#### [Prompt 1]
Reproduce the stretch of the transaction log post from "The first INSERT statement also" through "can't be sure.", word for word.
#### [Prompt 2]
Resume the forum post about transaction log growth under simple recovery, writing on from its final sentence.

Transaction Log Growing Despite Simple Recovery

  • I have a data warehouse database which is set to simple recovery. The transaction log was originally set to 1G, but has grown to 9G. If I shrink the file, it grows to 9G the next day during the data load process. Once the process is complete, none of the transaction log is being used, but it still takes up a great deal of space on disk.

    Through monitoring, I was able to determine the cause of the transaction log bloat. I have determined that a single stored procedure, which runs at the very end of the data load process, is the cause.

    The stored procedure is fairly simple. It has two INSERT/SELECT statements, which move data from the temporary data load tables to the actual data warehouse fact table. The first INSERT statement moves about 800,000 rows from these tables. The second INSERT statement creates about 200,000 rows in the fact table by querying the fact table itself. All of the transaction log bloat appears to be happening during the first INSERT statement.

    The first INSERT statement also performs a couple of lookups from tables in other databases. The data from our warehouse comes from multiple systems. System-dependant lookups and conversions are performed earlier in the process. The data union also happens just before this step. The purpose of this step is to move the data, while performing all the lookups/conversions that are system-independant. There are only a couple.

    However, for consistency across applications, one of the lookups is applied as a table-value UDF, which is OUTER APPLY'd against the data. Since this is the one thing that truly differentiates this query from the others, I suspect it is the cause. But I can't be sure.

    The inline UDF is little more than a few joins wrapped into a function (that should theoretically be expanded inline). It returns all of the data from those joins (about 8 columns), all of which are used in the data warehouse. I could theoretically expand these joins inline manually, but that wouldn't meet our business need very well. The business rules behind this lookup change often, and other applications and reports use this same data. I needed a single point where I could change the business rules and have it effect all applications that used it. The inline UDF served this purpose. Also, I don't know that this is the actual problem, nor can I be sure that expanding the function inline will actually solve it. I am hesitant to make such a huge change without gathering more information first.

    Has anyone run into something like this before. Does it sound like the OUTER APPLY is causing the transaction log bloat? Or could it possibly be something else?

    Specifically (without being to verbose or giving away confidential information), the query is an INSERT/SELECT with a long list of fields. A couple of fields have simple CASE/COALESCE conversions. The FROM statement is as follows:

    [font="Courier New"]

    FROM

    temp.OrderPrep OP

    LEFT JOIN dim.Customer C on C.CustomerID = OP.CustomerID

    OUTER APPLY Lookup.dbo.fn_SalesRegion(

    CASE

    WHEN C.CustomerType = 'OEM-N' then 'NAT'

    WHEN C.Channel = 'EXPORT' then 'EXP'

    ELSE ShipToState

    END, ShipToCountry) SR

    OUTER APPLY Lookup.dbo.fn_IRRegion(ShipToState, ShipToZipcode, ShipToCountry) IRR

    [/font]

    There is no WHERE statement. It loads the entire table.

#### [Supplied data]
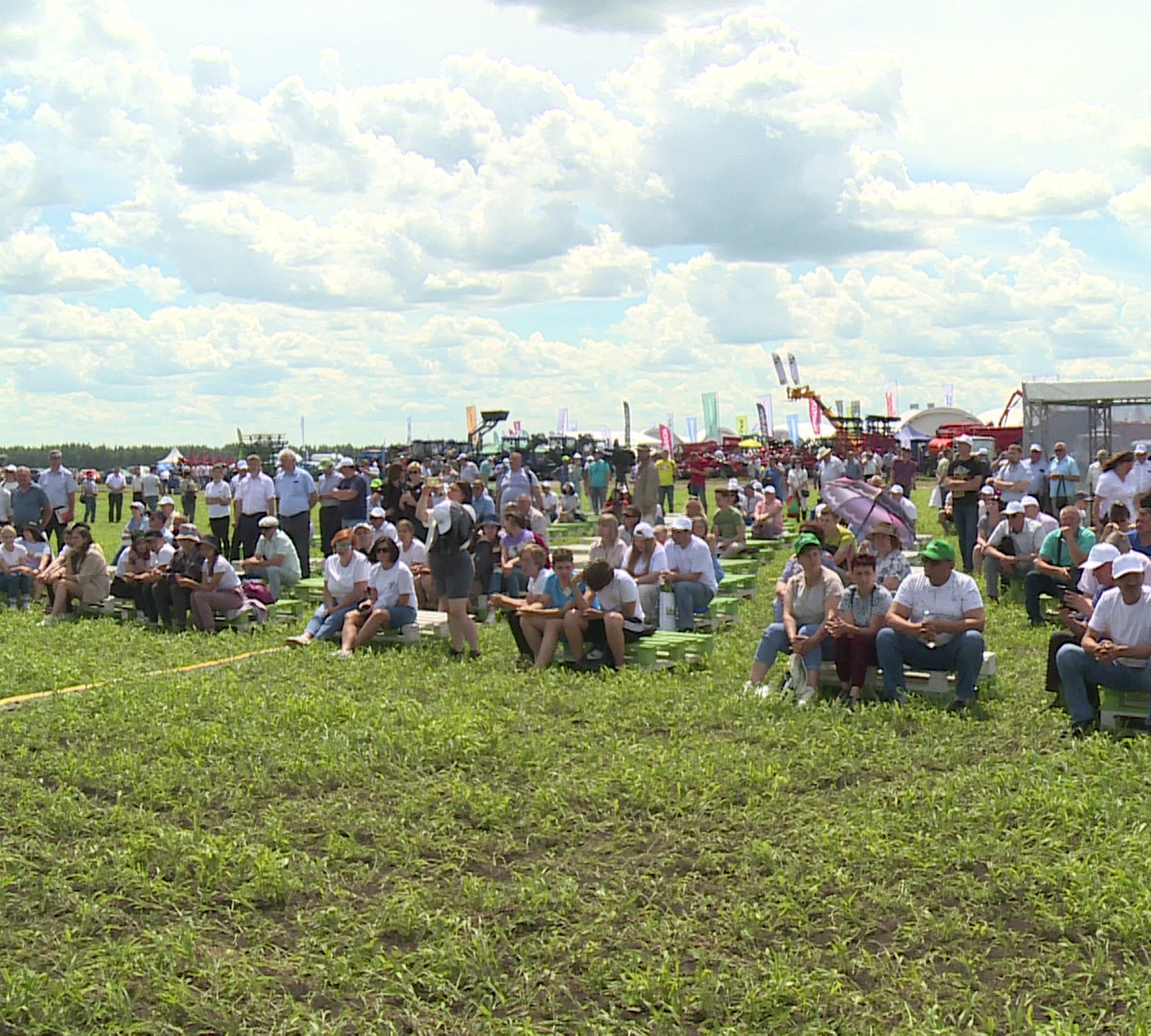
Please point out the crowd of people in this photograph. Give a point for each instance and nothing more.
(472, 539)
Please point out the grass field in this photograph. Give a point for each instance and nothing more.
(400, 843)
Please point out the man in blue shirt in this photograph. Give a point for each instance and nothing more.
(296, 495)
(1063, 476)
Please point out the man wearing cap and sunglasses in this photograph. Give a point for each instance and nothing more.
(935, 623)
(1116, 646)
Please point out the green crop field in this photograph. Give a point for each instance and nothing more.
(401, 843)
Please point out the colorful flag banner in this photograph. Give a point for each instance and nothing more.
(712, 414)
(889, 392)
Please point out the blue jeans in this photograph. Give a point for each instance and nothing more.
(775, 643)
(967, 527)
(400, 615)
(690, 598)
(961, 655)
(1076, 667)
(327, 625)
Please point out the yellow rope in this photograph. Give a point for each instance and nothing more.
(20, 699)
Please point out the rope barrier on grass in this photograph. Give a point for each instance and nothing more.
(34, 695)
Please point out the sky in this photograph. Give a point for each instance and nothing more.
(361, 214)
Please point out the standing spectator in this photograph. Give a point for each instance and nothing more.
(29, 502)
(252, 500)
(59, 484)
(667, 470)
(352, 493)
(904, 470)
(646, 494)
(516, 481)
(598, 473)
(1093, 471)
(1063, 476)
(329, 506)
(297, 495)
(115, 483)
(189, 492)
(1037, 475)
(216, 590)
(150, 487)
(965, 479)
(218, 498)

#### [Exercise result 1]
The first INSERT statement also performs a couple of lookups from tables in other databases. The data from our warehouse comes from multiple systems. System-dependant lookups and conversions are performed earlier in the process. The data union also happens just before this step. The purpose of this step is to move the data, while performing all the lookups/conversions that are system-independant. There are only a couple.

    However, for consistency across applications, one of the lookups is applied as a table-value UDF, which is OUTER APPLY'd against the data. Since this is the one thing that truly differentiates this query from the others, I suspect it is the cause. But I can't be sure.

#### [Exercise result 2]
    I can post the UDFs if need be, but they are just inline UDFs that are fairly simple SELECT/FROM/WHERE queries.

  • All of this:

    The first INSERT statement moves about 800,000 rows from these tables. The second INSERT statement creates about 200,000 rows in the fact table by querying the fact table itself.

    Is written to the log file before it is written to the database (not completely true, as some data may get written to the database before it is all written to the transaction log). The reason for this is in case of a failure and the transaction needs to be rolled back before it is completed (such as a server crash).

    If the transaction log has grown to 9 GB during this process, then that is how large it needs to be. If you are concerned about the size of the transaction log, can this stored procedure be modified to complete the load in smaller batches, say of 100,000 rows each instead of 800,000 and 200,000 respectively?

  • I had a similar issue in our production environment where our transaction log was growing to unacceptable sizes after bulk data loads. In my case, the transaction log was not needed so I would manually truncate it after the inserts to get it back down to an acceptable size. I added this query at the end of my stored procedure to perform this:

    EXEC sp_dboption 'db_name', 'trunc. log on chkpt.', 'TRUE'

    USE db_name

    CHECKPOINT

    GO

    DBCC SHRINKDATABASE (db_name, 10)

    Danny Sheridan
    Comtekh, Inc.

  • Danny Sheridan (4/19/2010)


    EXEC sp_dboption 'db_name', 'trunc. log on chkpt.', 'TRUE'

    That option was deprecated back before SQL 2000. It should not be used any more and the replacement is Simple recovery.

    Gail Shaw
    Microsoft Certified Master: SQL Server, MVP, M.Sc (Comp Sci)
    SQL In The Wild: Discussions on DB performance with occasional diversions into recoverability

    We walk in the dark places no others will enter
    We stand on the bridge and no one may pass
  • It sounds like it's doing everything through a single, logged operation. As long as you do this, you'll need this much space, as Lynn says. You either have to live with it, or change something. You could break the procedure up to a bunch of small procedures, each that commits the data move when it's done, so that the transactions are smaller and more discrete. Another option would be to use a minimally-logged operation such as bcp or BULK INSERT.

    "The credit belongs to the man who is actually in the arena, whose face is marred by dust and sweat and blood"
    - Theodore Roosevelt

    Author of:
    SQL Server Execution Plans
    SQL Server Query Performance Tuning

  • Lynn Pettis (4/19/2010)


    All of this:

    The first INSERT statement moves about 800,000 rows from these tables. The second INSERT statement creates about 200,000 rows in the fact table by querying the fact table itself.

    Is written to the log file before it is written to the database (not completely true, as some data may get written to the database before it is all written to the transaction log). The reason for this is in case of a failure and the transaction needs to be rolled back before it is completed (such as a server crash).

    If the transaction log has grown to 9 GB during this process, then that is how large it needs to be. If you are concerned about the size of the transaction log, can this stored procedure be modified to complete the load in smaller batches, say of 100,000 rows each instead of 800,000 and 200,000 respectively?

    This makes sense. I've had really large INSERT/SELECT statements fail 3/4 of the way through, and the destination will still be blank. I figured it was using tempdb, but my tempdb is 5G, and typically never uses more than 3.

    I suppose I could build a loop into the process, I would probably have to add an identity key to the intermediate table. Not a huge problem. It shouldn't add too much time/effort to the creation of the intermediate.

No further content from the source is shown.